TASK MATERIAL:
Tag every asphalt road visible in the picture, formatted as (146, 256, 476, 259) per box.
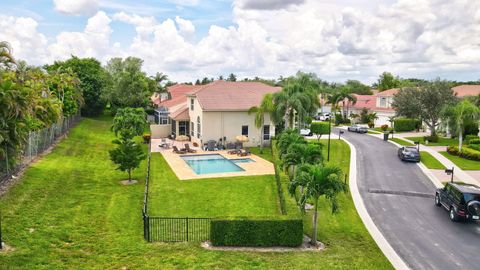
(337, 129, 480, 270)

==

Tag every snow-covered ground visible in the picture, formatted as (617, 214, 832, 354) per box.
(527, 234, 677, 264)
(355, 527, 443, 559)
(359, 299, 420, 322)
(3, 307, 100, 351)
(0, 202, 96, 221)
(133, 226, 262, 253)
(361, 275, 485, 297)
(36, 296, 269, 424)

---

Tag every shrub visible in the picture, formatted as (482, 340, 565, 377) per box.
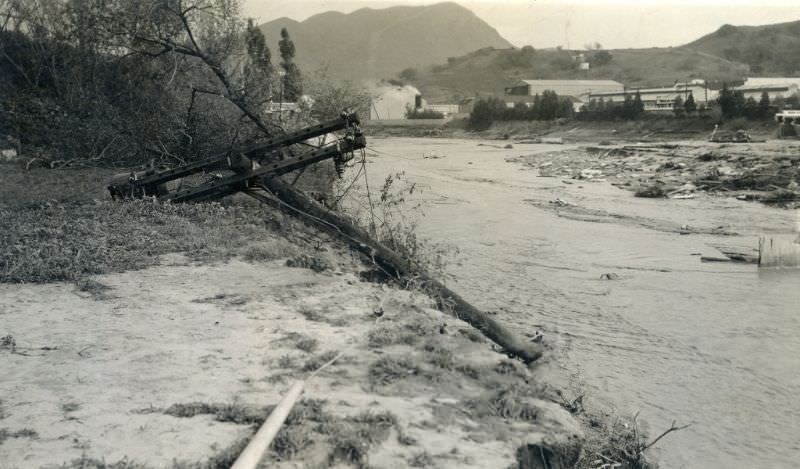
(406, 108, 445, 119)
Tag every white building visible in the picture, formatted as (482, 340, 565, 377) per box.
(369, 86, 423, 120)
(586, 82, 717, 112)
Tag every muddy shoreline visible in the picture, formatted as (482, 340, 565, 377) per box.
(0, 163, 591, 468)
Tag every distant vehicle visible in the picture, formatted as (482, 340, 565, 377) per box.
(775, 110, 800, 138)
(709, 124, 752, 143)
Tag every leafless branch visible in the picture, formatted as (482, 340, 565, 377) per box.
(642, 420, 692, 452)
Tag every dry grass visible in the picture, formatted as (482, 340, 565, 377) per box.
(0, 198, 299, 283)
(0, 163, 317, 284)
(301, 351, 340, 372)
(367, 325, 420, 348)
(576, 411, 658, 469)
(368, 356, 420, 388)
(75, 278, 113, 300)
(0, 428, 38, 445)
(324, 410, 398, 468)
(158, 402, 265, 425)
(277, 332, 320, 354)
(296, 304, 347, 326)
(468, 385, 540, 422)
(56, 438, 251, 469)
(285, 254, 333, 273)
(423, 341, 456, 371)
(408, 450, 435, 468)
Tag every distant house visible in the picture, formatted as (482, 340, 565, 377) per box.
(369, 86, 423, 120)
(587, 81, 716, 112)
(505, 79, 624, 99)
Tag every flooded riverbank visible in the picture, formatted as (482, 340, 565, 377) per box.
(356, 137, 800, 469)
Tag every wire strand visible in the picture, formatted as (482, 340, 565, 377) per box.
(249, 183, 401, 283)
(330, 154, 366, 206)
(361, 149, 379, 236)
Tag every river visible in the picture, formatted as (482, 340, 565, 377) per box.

TASK TO CARRY OUT: What are the lines, exactly as written above, from the line with "Tag every flooded" to the line with "Tag every river", both included? Output only those.

TASK SOLUTION:
Tag every flooded riverbank visible in the picture, formatted as (482, 340, 565, 377) per box.
(356, 137, 800, 469)
Tag every wire strand visible in the picture, formatted as (482, 340, 565, 377) per box.
(249, 183, 401, 283)
(330, 154, 366, 206)
(361, 149, 379, 236)
Tag every river visible in the picture, formatted as (482, 340, 565, 377) per box.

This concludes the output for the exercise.